**Reading text**
|---|

# LF: 2 Gold Tinfoil Barbs



## m_class2g (Apr 21, 2010)

need x2 7-8 inch gold tinfoil barbs. for dither fish. cheap is good since they will probably just get beat up. pm me what you have. thanks!


----------



## Smiladon (Apr 23, 2010)

wow, you are a sponsor now? nice 

I used to have 4, but I only have one now...hopefully the person who got them from me might sell them to you


----------



## m_class2g (Apr 21, 2010)

actually, i dont want to be a sponsor anymore. i have to pm the mods to take me off. lol.

ttt! still looking for some barbs! thanks!


----------



## m_class2g (Apr 21, 2010)

ttt!!! anyone!?


----------



## King-eL (Apr 21, 2010)

Try King Ed.


----------



## m_class2g (Apr 21, 2010)

yea i remember seeing some big ones at king eds a month ago. wonder if they are still there. i rather buy from a member since i feel its safer. fish health wise.


----------



## Smiladon (Apr 23, 2010)

m_class2g said:


> yea i remember seeing some big ones at king eds a month ago. wonder if they are still there. i rather buy from a member since i feel its safer. fish health wise.


I've often seen them at King Ed's before and they were healthy. They were just on the expensive side for me  (I am talking about Big Regular Tin Foils)


----------



## m_class2g (Apr 21, 2010)

Smiladon said:


> I've often seen them at King Ed's before and they were healthy. They were just on the expensive side for me  (I am talking about Big Regular Tin Foils)


yea im not wanting to spend a lot of money on fish that my big arowana can possibly beat up lol. too bad i missed out on yours! gah.


----------



## m_class2g (Apr 21, 2010)

ttt. still looking for a few large ones. thanks!


----------



## m_class2g (Apr 21, 2010)

ttt!! anyone seen any big ones at king eds?


----------



## snow (Apr 21, 2010)

Give fishworld a call? They might have something like that, they always get trades in. I've seen a few tins there before.


----------



## Brendan (Apr 21, 2010)

yes, I seen it today they're around 7-10 inches, not sure about the price tho.


----------



## m_class2g (Apr 21, 2010)

thanks! ill go have a look. hopefully not too expensive since they are for my aro to beat on lol


----------



## Smiladon (Apr 23, 2010)

I guess you are lucky then 

Its really hard to find Gold Tin foils that size.


----------



## m_class2g (Apr 21, 2010)

went to king eds today. they wanted 100 for 2 7-8 inch tinfoils and 1 5 inch which would get eaten in my tank. fish were missing a lot of scales as well. 


ttt. still looking for some. 2 or 3 is good.


----------



## Smiladon (Apr 23, 2010)

m_class2g said:


> went to king eds today. they wanted 100 for 2 7-8 inch tinfoils and 1 5 inch which would get eaten in my tank. fish were missing a lot of scales as well.
> 
> ttt. still looking for some. 2 or 3 is good.


told you they were expensive there..lol

They wanted $80 a piece for 10in ones (regulars)


----------



## m_class2g (Apr 21, 2010)

i guess 100 for 3 beat up ones is good deal to them lol.


----------



## Smiladon (Apr 23, 2010)

m_class2g said:


> i guess 100 for 3 beat up ones is good deal to them lol.


they are hardy fish, so if they are only beat up a little (scales missing), then they can make a comeback soon, but then you want them to be in with your aro...cant speak for that since I have had no experience with those yet.


----------



## Brendan (Apr 21, 2010)

You got mail


----------

|---|

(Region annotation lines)
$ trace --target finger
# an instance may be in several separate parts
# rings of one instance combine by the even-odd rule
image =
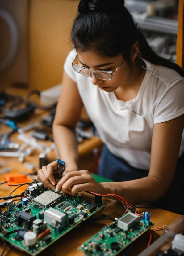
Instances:
[[[49,179],[47,179],[44,174],[42,170],[39,170],[38,171],[38,174],[40,179],[42,180],[42,182],[45,184],[46,188],[49,188],[52,190],[55,190],[55,187],[52,185]]]
[[[43,169],[43,167],[42,167]],[[57,162],[56,160],[49,164],[47,166],[47,176],[46,177],[47,179],[49,180],[50,182],[53,185],[56,184],[56,181],[53,175],[54,170],[57,169]]]
[[[81,191],[88,191],[90,190],[89,187],[88,183],[74,185],[70,188],[70,194],[72,196],[74,196],[76,193],[78,192]]]
[[[61,189],[62,186],[69,179],[72,177],[76,176],[80,176],[83,173],[83,171],[76,171],[74,172],[68,172],[66,173],[64,176],[62,177],[56,186],[58,188],[58,191]]]

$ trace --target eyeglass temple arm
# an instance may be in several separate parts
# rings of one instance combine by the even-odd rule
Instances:
[[[114,74],[114,73],[115,73],[115,72],[116,72],[117,71],[118,71],[118,69],[119,69],[119,68],[120,68],[120,67],[121,67],[121,65],[123,65],[123,64],[124,63],[125,61],[125,60],[127,60],[127,59],[125,59],[125,60],[124,60],[123,61],[123,62],[122,63],[121,63],[120,65],[117,68],[115,69],[115,70],[114,71],[113,71],[112,73],[111,73],[111,74],[113,75],[113,74]]]

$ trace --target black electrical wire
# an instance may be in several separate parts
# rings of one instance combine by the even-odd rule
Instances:
[[[6,248],[6,241],[5,241],[4,240],[3,240],[3,241],[4,242],[4,248],[3,248],[2,251],[0,254],[0,256],[2,256],[5,251]]]
[[[16,233],[16,232],[19,232],[19,231],[22,231],[25,230],[26,231],[29,231],[29,230],[27,229],[27,228],[19,228],[18,229],[15,229],[15,230],[13,230],[12,231],[9,231],[9,232],[5,234],[4,236],[5,237],[7,237],[8,236],[10,235],[11,234],[13,234],[14,233]]]
[[[15,185],[9,185],[8,184],[8,186],[10,186],[10,187],[11,187],[11,186],[19,186],[19,187],[17,187],[17,188],[15,188],[15,189],[14,189],[11,192],[10,194],[9,194],[8,196],[10,196],[10,195],[11,195],[13,192],[14,192],[15,190],[16,190],[16,189],[17,189],[17,188],[20,188],[20,187],[21,187],[22,186],[23,186],[23,185],[27,185],[27,184],[31,184],[31,183],[33,183],[34,182],[38,183],[38,182],[40,182],[40,181],[38,181],[37,180],[35,180],[34,181],[32,181],[31,182],[27,182],[26,183],[23,183],[22,184],[16,184]]]
[[[45,110],[50,109],[50,108],[54,108],[56,106],[56,103],[50,104],[50,105],[49,105],[48,106],[40,106],[30,100],[30,99],[32,95],[33,94],[37,94],[40,96],[40,92],[38,90],[33,90],[29,92],[25,100],[25,103],[26,106],[27,106],[30,105],[32,106],[33,107],[35,107],[37,108],[40,108],[41,109]]]

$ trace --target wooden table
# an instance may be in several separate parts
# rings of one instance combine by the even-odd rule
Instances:
[[[28,92],[27,89],[11,88],[8,91],[14,94],[18,94],[22,95],[26,95]],[[40,110],[36,110],[35,113],[27,120],[24,121],[19,122],[18,123],[19,126],[22,127],[29,124],[30,120],[32,122],[36,123],[41,120],[43,115],[48,115],[49,112],[43,111]],[[32,120],[33,120],[33,121]],[[0,126],[0,133],[8,131],[9,128]],[[28,134],[29,132],[27,133]],[[16,141],[21,144],[22,143],[17,139],[17,133],[12,135],[12,138],[14,141]],[[39,142],[43,143],[41,141]],[[43,143],[50,146],[50,141],[45,141]],[[101,141],[96,137],[92,137],[90,139],[85,141],[83,143],[79,144],[78,146],[78,150],[79,155],[82,154],[89,151],[92,150],[95,147],[102,146],[102,143]],[[25,161],[35,164],[36,170],[39,169],[38,155],[40,153],[39,151],[36,149],[31,155],[26,157]],[[54,161],[56,158],[55,152],[52,151],[48,154],[48,157],[50,162]],[[32,173],[32,171],[26,168],[24,166],[23,163],[18,161],[17,158],[2,157],[0,157],[0,162],[2,161],[7,161],[6,164],[4,167],[10,166],[13,170],[20,172],[26,174]],[[1,169],[0,169],[0,170]],[[0,175],[0,182],[2,181],[2,175]],[[6,196],[12,190],[11,187],[5,184],[1,185],[0,187],[0,197]],[[93,196],[84,193],[87,198],[92,200]],[[119,202],[107,199],[104,199],[104,201],[107,203],[107,205],[104,211],[104,214],[113,218],[119,218],[124,212],[124,209]],[[2,209],[6,210],[6,209]],[[170,212],[160,209],[138,208],[139,212],[145,211],[146,210],[151,214],[151,220],[155,223],[155,227],[157,227],[164,225],[168,225],[175,219],[179,215]],[[99,212],[97,213],[95,215],[98,216],[100,214]],[[77,247],[89,238],[96,233],[98,232],[105,225],[111,222],[107,219],[101,219],[96,220],[92,224],[88,224],[87,221],[84,222],[82,225],[77,228],[75,228],[66,234],[64,236],[51,245],[50,248],[55,253],[58,255],[81,255],[82,253],[77,250]],[[154,234],[155,239],[158,238],[161,235],[161,232],[156,232]],[[148,242],[148,237],[145,239],[142,238],[139,239],[135,242],[133,248],[129,252],[128,255],[137,255],[143,250],[147,246]],[[2,250],[3,243],[0,241],[0,253]],[[13,247],[9,244],[7,244],[4,255],[23,255],[26,254],[18,249]],[[52,253],[49,249],[47,249],[40,254],[40,255],[52,255]]]

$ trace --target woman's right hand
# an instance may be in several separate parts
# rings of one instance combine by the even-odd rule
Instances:
[[[57,160],[47,166],[44,166],[42,169],[38,171],[37,180],[40,180],[45,188],[49,188],[55,190],[56,185],[60,179],[58,178],[58,171]]]

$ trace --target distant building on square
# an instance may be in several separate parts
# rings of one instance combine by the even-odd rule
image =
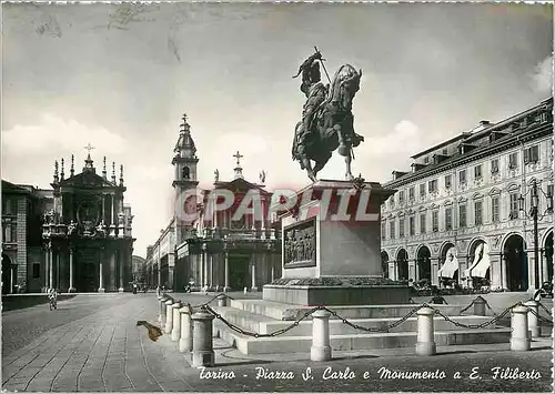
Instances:
[[[172,185],[175,201],[180,201],[183,193],[199,184],[199,159],[186,117],[183,117],[173,153],[175,171]],[[190,284],[210,290],[259,290],[281,277],[281,242],[275,223],[266,216],[261,221],[253,215],[233,220],[235,210],[249,191],[260,193],[265,211],[272,198],[263,184],[244,179],[240,163],[242,155],[236,152],[234,156],[236,164],[232,180],[221,181],[216,170],[213,189],[202,191],[200,199],[189,200],[188,210],[196,219],[184,220],[179,210],[184,210],[185,204],[176,208],[173,218],[160,231],[159,239],[147,249],[147,281],[150,286],[160,285],[174,291],[183,291]],[[261,174],[260,183],[264,182],[264,176]],[[231,191],[235,202],[225,211],[214,212],[210,193],[222,189]]]
[[[123,166],[117,180],[112,163],[109,179],[104,158],[97,174],[89,153],[75,173],[71,156],[65,178],[62,159],[51,186],[2,181],[2,293],[129,289],[134,239]]]
[[[384,186],[396,193],[382,205],[384,274],[508,291],[552,282],[552,112],[553,98],[482,121],[412,156],[411,171],[393,171]]]

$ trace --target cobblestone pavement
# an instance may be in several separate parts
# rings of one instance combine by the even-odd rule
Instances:
[[[210,299],[175,296],[191,304]],[[40,392],[551,392],[549,339],[534,342],[531,352],[511,352],[508,344],[446,347],[431,357],[412,355],[413,350],[336,352],[333,361],[324,363],[310,362],[306,354],[244,356],[215,339],[216,366],[203,371],[192,368],[189,357],[179,353],[168,335],[152,342],[144,327],[135,326],[138,320],[154,323],[157,317],[158,302],[152,293],[78,295],[53,312],[40,306],[8,312],[3,314],[3,329],[8,327],[3,339],[10,351],[2,353],[2,386]],[[26,334],[27,325],[32,335]],[[491,368],[495,366],[535,370],[539,375],[494,380]],[[312,373],[304,381],[307,367]],[[333,371],[329,371],[324,376],[326,367],[343,374],[331,376]],[[396,372],[440,370],[445,377],[381,378],[381,367]],[[482,378],[468,377],[473,367],[480,368]],[[455,371],[462,373],[460,380],[453,378]],[[289,374],[273,378],[275,372]]]

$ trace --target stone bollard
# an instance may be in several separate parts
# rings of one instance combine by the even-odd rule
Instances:
[[[212,321],[214,316],[208,312],[196,312],[191,320],[193,321],[192,366],[213,366]]]
[[[485,304],[486,301],[482,296],[477,296],[474,300],[474,314],[477,316],[485,316]]]
[[[175,302],[172,305],[172,337],[173,342],[178,342],[181,336],[181,313],[179,310],[181,309],[181,301]]]
[[[181,336],[179,340],[179,351],[190,353],[193,350],[193,324],[191,321],[192,310],[185,305],[179,310],[181,314]]]
[[[417,321],[417,336],[416,336],[416,354],[417,355],[434,355],[434,314],[435,311],[431,307],[421,307]]]
[[[165,302],[165,326],[164,326],[165,334],[172,333],[172,329],[173,329],[173,309],[172,309],[172,305],[173,304],[174,304],[173,300],[168,300]]]
[[[165,324],[165,302],[168,299],[161,297],[160,299],[160,325]]]
[[[511,314],[511,350],[529,351],[528,309],[526,306],[513,307]]]
[[[317,310],[312,314],[312,361],[332,360],[330,346],[330,312]]]
[[[542,336],[542,330],[537,325],[537,301],[526,301],[524,305],[528,307],[528,331],[532,337]]]
[[[218,306],[228,306],[228,296],[225,294],[218,296]]]

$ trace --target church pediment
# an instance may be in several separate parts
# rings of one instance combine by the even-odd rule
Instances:
[[[270,194],[268,191],[259,186],[258,184],[245,181],[242,178],[238,178],[231,182],[216,182],[216,189],[226,189],[232,192],[248,192],[249,190],[259,190],[261,194],[268,195]]]
[[[117,188],[115,183],[112,183],[102,176],[95,174],[92,171],[82,172],[74,176],[68,178],[60,182],[61,188]]]

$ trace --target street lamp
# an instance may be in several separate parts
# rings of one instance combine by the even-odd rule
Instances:
[[[538,289],[541,286],[539,282],[539,245],[538,245],[538,233],[537,233],[537,221],[538,219],[543,219],[545,214],[552,213],[553,212],[553,195],[551,194],[551,189],[547,190],[547,193],[543,191],[542,188],[539,188],[539,191],[545,195],[546,201],[547,201],[547,208],[544,211],[544,213],[539,214],[539,194],[538,194],[538,188],[537,188],[537,182],[536,180],[532,181],[532,189],[529,190],[531,193],[531,210],[529,214],[526,214],[526,216],[531,216],[532,220],[534,221],[534,286],[535,289]],[[528,194],[528,192],[525,193],[525,195]],[[518,196],[518,210],[524,211],[524,196],[521,194]]]

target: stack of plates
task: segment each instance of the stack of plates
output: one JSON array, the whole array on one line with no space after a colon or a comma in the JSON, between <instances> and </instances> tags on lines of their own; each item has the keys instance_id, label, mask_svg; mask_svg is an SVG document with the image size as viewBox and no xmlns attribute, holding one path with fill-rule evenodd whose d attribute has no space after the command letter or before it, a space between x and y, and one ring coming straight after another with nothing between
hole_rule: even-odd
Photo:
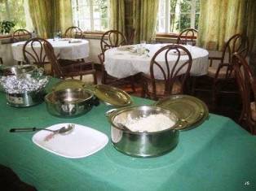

|---|

**Given request**
Answer these questions about the tinfoil barb thread:
(a) How many gold tinfoil barbs does the first post ask for, and what size?
(b) What did King Ed's ask for, and for which fish, when m_class2g visited?
(c) What price does Smiladon say King Ed's wanted for the 10-inch regulars?

**Exercise output**
(a) Two, 7-8 inches long.
(b) 100 for two 7-8 inch tinfoils and one 5-inch one.
(c) $80 apiece.